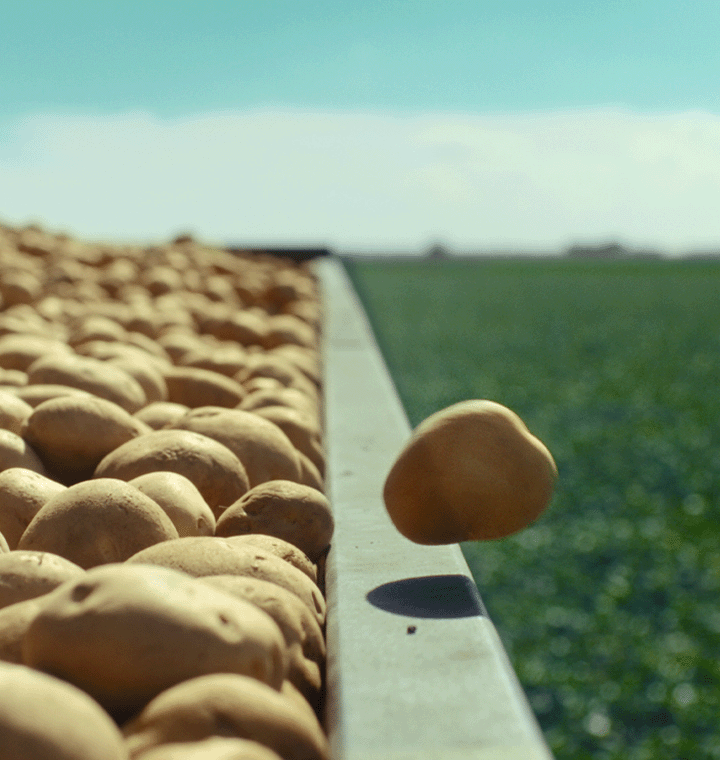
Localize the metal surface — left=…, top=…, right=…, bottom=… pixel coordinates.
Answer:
left=318, top=257, right=553, bottom=760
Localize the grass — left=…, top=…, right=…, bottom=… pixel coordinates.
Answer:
left=343, top=255, right=720, bottom=760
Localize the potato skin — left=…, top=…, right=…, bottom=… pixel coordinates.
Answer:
left=0, top=468, right=66, bottom=549
left=0, top=549, right=85, bottom=609
left=129, top=471, right=216, bottom=537
left=0, top=661, right=127, bottom=760
left=22, top=395, right=151, bottom=485
left=126, top=537, right=326, bottom=627
left=133, top=737, right=284, bottom=760
left=168, top=408, right=302, bottom=489
left=26, top=354, right=147, bottom=414
left=18, top=478, right=179, bottom=568
left=94, top=429, right=250, bottom=515
left=383, top=399, right=558, bottom=543
left=123, top=673, right=329, bottom=760
left=23, top=564, right=287, bottom=721
left=0, top=428, right=47, bottom=476
left=216, top=481, right=333, bottom=564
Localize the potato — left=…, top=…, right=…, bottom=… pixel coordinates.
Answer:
left=0, top=531, right=8, bottom=552
left=168, top=408, right=301, bottom=488
left=250, top=406, right=324, bottom=475
left=133, top=738, right=283, bottom=760
left=295, top=452, right=324, bottom=492
left=0, top=428, right=46, bottom=475
left=156, top=330, right=210, bottom=364
left=95, top=429, right=250, bottom=515
left=129, top=471, right=216, bottom=537
left=123, top=673, right=329, bottom=760
left=22, top=395, right=151, bottom=484
left=13, top=383, right=96, bottom=407
left=383, top=399, right=558, bottom=543
left=223, top=535, right=317, bottom=583
left=23, top=564, right=287, bottom=720
left=0, top=387, right=33, bottom=434
left=200, top=575, right=325, bottom=703
left=268, top=345, right=322, bottom=388
left=126, top=538, right=326, bottom=627
left=216, top=482, right=333, bottom=564
left=179, top=344, right=248, bottom=378
left=0, top=661, right=128, bottom=760
left=239, top=388, right=318, bottom=420
left=0, top=367, right=28, bottom=386
left=262, top=315, right=316, bottom=351
left=0, top=549, right=85, bottom=608
left=0, top=594, right=50, bottom=663
left=0, top=468, right=66, bottom=549
left=0, top=333, right=71, bottom=371
left=67, top=315, right=128, bottom=346
left=109, top=356, right=169, bottom=406
left=198, top=310, right=268, bottom=347
left=163, top=366, right=246, bottom=408
left=18, top=478, right=179, bottom=568
left=26, top=353, right=147, bottom=413
left=133, top=401, right=190, bottom=429
left=235, top=356, right=318, bottom=402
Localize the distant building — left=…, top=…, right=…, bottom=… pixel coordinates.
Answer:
left=426, top=242, right=450, bottom=259
left=565, top=242, right=628, bottom=259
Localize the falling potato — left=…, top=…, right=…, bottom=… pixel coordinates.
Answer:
left=383, top=399, right=558, bottom=544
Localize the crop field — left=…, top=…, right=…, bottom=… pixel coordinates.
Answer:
left=342, top=255, right=720, bottom=760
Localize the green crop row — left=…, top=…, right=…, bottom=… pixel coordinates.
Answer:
left=343, top=256, right=720, bottom=760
========
__BRIEF__: Your answer must be the full listing, copied exactly, with no pictures in it.

__OUTPUT OF THE TASK__:
Localize the metal surface — left=…, top=…, right=…, bottom=… pixel coordinates.
Answer:
left=318, top=257, right=553, bottom=760
Localize the grass — left=…, top=…, right=…, bottom=… pixel coordinates.
Answer:
left=343, top=255, right=720, bottom=760
Localize the potato skin — left=…, top=…, right=…, bottom=… pixel coordinates.
Answer:
left=0, top=468, right=66, bottom=549
left=0, top=549, right=85, bottom=609
left=129, top=471, right=216, bottom=537
left=0, top=661, right=127, bottom=760
left=22, top=395, right=151, bottom=485
left=126, top=537, right=326, bottom=627
left=133, top=737, right=284, bottom=760
left=168, top=408, right=302, bottom=489
left=26, top=354, right=147, bottom=414
left=18, top=478, right=179, bottom=568
left=94, top=429, right=250, bottom=515
left=383, top=399, right=558, bottom=543
left=123, top=673, right=329, bottom=760
left=23, top=564, right=287, bottom=721
left=0, top=428, right=47, bottom=476
left=216, top=481, right=333, bottom=564
Localize the potato — left=…, top=…, right=…, bottom=… pixel coordinates.
Answer:
left=0, top=531, right=8, bottom=552
left=168, top=408, right=301, bottom=488
left=250, top=406, right=324, bottom=475
left=133, top=738, right=283, bottom=760
left=295, top=452, right=324, bottom=492
left=0, top=428, right=46, bottom=475
left=156, top=330, right=210, bottom=364
left=95, top=429, right=250, bottom=515
left=129, top=471, right=216, bottom=537
left=123, top=673, right=329, bottom=760
left=22, top=395, right=151, bottom=484
left=13, top=383, right=96, bottom=407
left=383, top=399, right=558, bottom=543
left=223, top=535, right=317, bottom=583
left=23, top=564, right=287, bottom=720
left=0, top=387, right=33, bottom=434
left=200, top=575, right=325, bottom=703
left=268, top=345, right=322, bottom=388
left=126, top=538, right=326, bottom=627
left=216, top=482, right=333, bottom=564
left=179, top=344, right=248, bottom=378
left=0, top=661, right=128, bottom=760
left=239, top=388, right=318, bottom=420
left=0, top=367, right=28, bottom=386
left=262, top=315, right=316, bottom=351
left=0, top=549, right=85, bottom=608
left=0, top=594, right=50, bottom=663
left=0, top=468, right=66, bottom=549
left=0, top=333, right=71, bottom=371
left=67, top=315, right=128, bottom=346
left=109, top=356, right=169, bottom=406
left=198, top=310, right=268, bottom=347
left=163, top=366, right=246, bottom=408
left=18, top=478, right=179, bottom=568
left=26, top=353, right=147, bottom=413
left=133, top=401, right=190, bottom=429
left=235, top=356, right=318, bottom=402
Localize the distant building — left=…, top=…, right=…, bottom=… pixel coordinates.
Answer:
left=426, top=242, right=450, bottom=259
left=565, top=242, right=628, bottom=259
Localize the falling potato — left=…, top=…, right=…, bottom=… pixel coordinates.
Answer:
left=383, top=399, right=558, bottom=544
Localize the crop field — left=…, top=…, right=…, bottom=… pixel coordinates.
Answer:
left=342, top=255, right=720, bottom=760
Localize the green crop row — left=…, top=…, right=…, bottom=… pixel coordinates.
Answer:
left=343, top=256, right=720, bottom=760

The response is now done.